§ **WRITTEN INSTRUCTION**: Reproduce everything in the data below from the line containing "Indicate the forehead" down to the end of the data, both ends included. Omit the pictures from your answer.

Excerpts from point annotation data
>>>
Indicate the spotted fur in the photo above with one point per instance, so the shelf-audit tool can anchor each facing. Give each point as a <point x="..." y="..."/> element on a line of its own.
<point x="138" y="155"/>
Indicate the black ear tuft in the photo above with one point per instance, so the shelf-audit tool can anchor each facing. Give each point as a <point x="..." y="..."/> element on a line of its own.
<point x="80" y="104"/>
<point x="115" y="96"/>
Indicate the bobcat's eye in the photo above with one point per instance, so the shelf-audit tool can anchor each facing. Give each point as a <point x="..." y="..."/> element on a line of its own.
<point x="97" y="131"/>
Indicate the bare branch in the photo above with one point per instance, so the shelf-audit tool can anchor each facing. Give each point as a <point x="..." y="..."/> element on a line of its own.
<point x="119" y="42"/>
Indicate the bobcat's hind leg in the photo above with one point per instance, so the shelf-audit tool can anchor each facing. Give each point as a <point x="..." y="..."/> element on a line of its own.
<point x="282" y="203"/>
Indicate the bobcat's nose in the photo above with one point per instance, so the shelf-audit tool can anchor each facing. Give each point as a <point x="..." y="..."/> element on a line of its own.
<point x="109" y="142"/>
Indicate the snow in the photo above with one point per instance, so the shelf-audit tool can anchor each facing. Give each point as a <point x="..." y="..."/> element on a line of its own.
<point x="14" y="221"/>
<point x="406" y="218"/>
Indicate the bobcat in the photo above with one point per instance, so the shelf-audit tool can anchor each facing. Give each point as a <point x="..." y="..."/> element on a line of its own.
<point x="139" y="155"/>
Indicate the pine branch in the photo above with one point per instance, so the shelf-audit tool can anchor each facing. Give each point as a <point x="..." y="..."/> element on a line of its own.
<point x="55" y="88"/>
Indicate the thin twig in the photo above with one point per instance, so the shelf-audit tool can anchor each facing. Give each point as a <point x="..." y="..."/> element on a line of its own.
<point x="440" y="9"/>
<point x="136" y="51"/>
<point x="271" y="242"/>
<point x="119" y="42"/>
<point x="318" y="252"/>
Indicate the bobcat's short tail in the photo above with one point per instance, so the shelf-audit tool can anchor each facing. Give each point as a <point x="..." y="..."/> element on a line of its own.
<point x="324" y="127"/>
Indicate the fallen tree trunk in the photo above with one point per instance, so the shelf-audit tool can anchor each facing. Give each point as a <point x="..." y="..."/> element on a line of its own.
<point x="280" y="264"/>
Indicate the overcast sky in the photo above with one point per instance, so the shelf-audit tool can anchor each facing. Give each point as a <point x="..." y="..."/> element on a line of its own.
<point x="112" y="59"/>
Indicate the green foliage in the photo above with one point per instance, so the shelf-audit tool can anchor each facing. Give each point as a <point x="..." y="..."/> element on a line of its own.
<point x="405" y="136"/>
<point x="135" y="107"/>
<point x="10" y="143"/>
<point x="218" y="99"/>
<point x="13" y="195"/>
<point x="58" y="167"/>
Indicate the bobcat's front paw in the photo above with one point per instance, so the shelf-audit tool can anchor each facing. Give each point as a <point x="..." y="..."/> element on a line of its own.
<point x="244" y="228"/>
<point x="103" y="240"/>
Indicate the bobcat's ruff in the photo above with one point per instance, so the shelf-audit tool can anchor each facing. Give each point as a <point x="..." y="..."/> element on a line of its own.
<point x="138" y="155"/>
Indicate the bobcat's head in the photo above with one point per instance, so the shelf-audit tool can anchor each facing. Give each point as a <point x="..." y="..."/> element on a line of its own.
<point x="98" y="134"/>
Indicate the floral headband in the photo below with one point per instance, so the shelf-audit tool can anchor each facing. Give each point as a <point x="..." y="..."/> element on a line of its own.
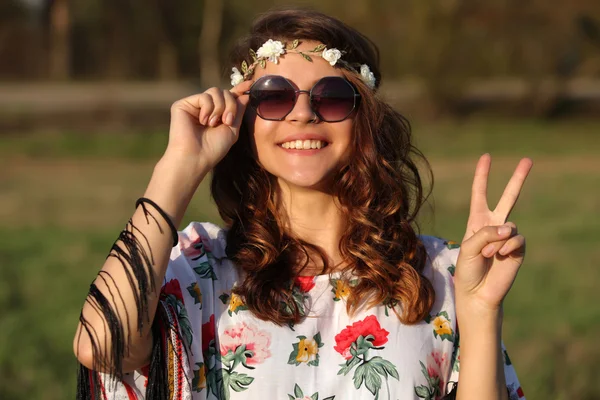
<point x="271" y="50"/>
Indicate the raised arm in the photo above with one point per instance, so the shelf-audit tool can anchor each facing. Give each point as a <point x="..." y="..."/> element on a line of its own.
<point x="114" y="332"/>
<point x="490" y="256"/>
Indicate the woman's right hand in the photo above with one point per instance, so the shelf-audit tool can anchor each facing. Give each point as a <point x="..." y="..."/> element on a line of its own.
<point x="205" y="126"/>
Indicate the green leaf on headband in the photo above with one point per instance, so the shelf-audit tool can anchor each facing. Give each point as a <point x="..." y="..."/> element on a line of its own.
<point x="306" y="56"/>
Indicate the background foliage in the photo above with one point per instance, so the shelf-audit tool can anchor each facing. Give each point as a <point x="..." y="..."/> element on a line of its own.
<point x="84" y="93"/>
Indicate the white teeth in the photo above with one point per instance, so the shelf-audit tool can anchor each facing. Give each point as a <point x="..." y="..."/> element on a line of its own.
<point x="304" y="144"/>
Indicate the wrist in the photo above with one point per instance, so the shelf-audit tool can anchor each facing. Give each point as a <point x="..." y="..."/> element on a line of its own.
<point x="172" y="187"/>
<point x="477" y="318"/>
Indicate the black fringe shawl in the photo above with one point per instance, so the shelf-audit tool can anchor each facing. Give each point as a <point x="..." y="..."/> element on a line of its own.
<point x="137" y="262"/>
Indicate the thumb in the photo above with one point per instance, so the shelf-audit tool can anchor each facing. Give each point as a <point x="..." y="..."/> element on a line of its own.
<point x="473" y="246"/>
<point x="242" y="99"/>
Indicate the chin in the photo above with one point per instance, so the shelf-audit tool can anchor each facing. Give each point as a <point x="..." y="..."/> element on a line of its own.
<point x="321" y="183"/>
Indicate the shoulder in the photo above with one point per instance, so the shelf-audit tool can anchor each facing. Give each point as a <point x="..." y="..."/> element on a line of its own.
<point x="440" y="266"/>
<point x="198" y="237"/>
<point x="441" y="253"/>
<point x="201" y="254"/>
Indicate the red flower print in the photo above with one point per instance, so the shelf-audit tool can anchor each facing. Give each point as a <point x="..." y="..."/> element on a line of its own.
<point x="172" y="287"/>
<point x="305" y="283"/>
<point x="145" y="372"/>
<point x="364" y="328"/>
<point x="255" y="340"/>
<point x="208" y="333"/>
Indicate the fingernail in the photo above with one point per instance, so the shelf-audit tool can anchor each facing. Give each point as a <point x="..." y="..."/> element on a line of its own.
<point x="504" y="230"/>
<point x="487" y="251"/>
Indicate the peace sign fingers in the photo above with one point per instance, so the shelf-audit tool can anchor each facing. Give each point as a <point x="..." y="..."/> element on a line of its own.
<point x="513" y="189"/>
<point x="479" y="189"/>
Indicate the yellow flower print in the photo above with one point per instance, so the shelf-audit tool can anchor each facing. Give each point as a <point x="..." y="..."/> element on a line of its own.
<point x="342" y="290"/>
<point x="307" y="350"/>
<point x="235" y="302"/>
<point x="442" y="327"/>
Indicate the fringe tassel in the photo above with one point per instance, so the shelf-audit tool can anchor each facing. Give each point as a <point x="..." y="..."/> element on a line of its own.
<point x="137" y="263"/>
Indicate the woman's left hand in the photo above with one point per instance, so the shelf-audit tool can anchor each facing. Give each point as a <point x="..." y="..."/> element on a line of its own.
<point x="492" y="250"/>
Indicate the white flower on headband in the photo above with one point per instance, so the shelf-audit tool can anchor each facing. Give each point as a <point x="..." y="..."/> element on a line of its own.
<point x="367" y="76"/>
<point x="331" y="55"/>
<point x="236" y="77"/>
<point x="271" y="50"/>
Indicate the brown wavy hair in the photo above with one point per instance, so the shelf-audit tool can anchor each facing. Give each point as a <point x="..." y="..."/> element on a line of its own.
<point x="380" y="192"/>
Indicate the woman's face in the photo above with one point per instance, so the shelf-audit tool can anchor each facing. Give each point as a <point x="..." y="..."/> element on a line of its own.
<point x="314" y="168"/>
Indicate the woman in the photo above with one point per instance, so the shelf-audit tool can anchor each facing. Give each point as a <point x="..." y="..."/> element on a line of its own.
<point x="319" y="287"/>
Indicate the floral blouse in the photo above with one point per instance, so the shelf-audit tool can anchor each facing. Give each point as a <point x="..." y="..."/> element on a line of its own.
<point x="219" y="350"/>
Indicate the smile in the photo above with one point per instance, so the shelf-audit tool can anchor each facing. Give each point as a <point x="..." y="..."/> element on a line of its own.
<point x="304" y="144"/>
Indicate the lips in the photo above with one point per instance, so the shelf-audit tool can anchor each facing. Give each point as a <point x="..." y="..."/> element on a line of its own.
<point x="306" y="144"/>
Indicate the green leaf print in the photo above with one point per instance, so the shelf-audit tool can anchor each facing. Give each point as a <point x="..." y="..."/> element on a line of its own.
<point x="506" y="358"/>
<point x="451" y="269"/>
<point x="194" y="291"/>
<point x="384" y="367"/>
<point x="299" y="394"/>
<point x="372" y="380"/>
<point x="239" y="382"/>
<point x="422" y="392"/>
<point x="306" y="351"/>
<point x="224" y="297"/>
<point x="451" y="245"/>
<point x="199" y="380"/>
<point x="205" y="271"/>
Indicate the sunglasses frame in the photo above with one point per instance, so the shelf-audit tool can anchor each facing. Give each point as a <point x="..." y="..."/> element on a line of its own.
<point x="255" y="104"/>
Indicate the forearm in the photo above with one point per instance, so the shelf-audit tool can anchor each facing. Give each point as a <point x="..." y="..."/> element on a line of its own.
<point x="172" y="191"/>
<point x="481" y="359"/>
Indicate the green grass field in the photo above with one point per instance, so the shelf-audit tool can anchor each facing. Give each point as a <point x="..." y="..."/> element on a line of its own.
<point x="64" y="197"/>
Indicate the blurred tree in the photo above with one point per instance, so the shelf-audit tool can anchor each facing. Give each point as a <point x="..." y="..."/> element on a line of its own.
<point x="59" y="35"/>
<point x="209" y="42"/>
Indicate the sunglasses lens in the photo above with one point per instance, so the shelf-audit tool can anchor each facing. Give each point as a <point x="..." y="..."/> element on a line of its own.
<point x="333" y="98"/>
<point x="272" y="97"/>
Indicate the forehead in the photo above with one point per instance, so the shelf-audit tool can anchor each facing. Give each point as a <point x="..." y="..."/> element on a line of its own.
<point x="297" y="69"/>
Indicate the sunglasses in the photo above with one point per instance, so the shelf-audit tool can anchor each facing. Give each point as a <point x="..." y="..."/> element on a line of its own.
<point x="332" y="98"/>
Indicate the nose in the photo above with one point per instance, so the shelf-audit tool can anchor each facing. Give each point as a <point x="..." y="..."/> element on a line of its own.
<point x="302" y="111"/>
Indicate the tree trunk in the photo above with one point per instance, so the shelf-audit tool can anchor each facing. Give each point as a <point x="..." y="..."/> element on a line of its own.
<point x="209" y="43"/>
<point x="59" y="40"/>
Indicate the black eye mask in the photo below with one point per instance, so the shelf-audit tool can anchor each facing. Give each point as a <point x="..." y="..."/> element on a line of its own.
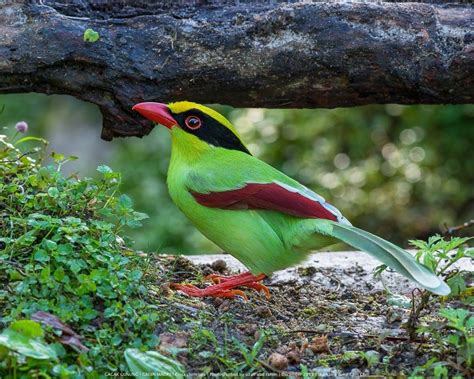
<point x="210" y="130"/>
<<<
§ **TASK RESULT**:
Indicate the forehead in the photo above with one point per instance, so the shelf-audit tool can anchor each facing. Give each point as a <point x="..." y="..."/> element on a line of its own.
<point x="297" y="69"/>
Indicate the sunglasses in the photo above with one point per instance, so the shelf-audit tool can anchor each facing. Give each point as a <point x="..." y="..."/> element on a line of its own.
<point x="332" y="98"/>
Indicate the nose in the photo above with one point per instance, so the shelf-audit tool can anchor each facing. Give each point as a <point x="..." y="..."/> element on a line of its own.
<point x="302" y="111"/>
Indicate the tree trunk in the photo above with one point per instance, so the shelf-audit tool can anchor each facing. Give each point as a <point x="..." y="..."/> element on a line of its own.
<point x="209" y="43"/>
<point x="59" y="40"/>
Indicate the black eye mask in the photo below with one point per instance, so the shelf-audit tool can anchor each facing. Give each point as a <point x="..." y="..."/> element on a line of its own.
<point x="210" y="130"/>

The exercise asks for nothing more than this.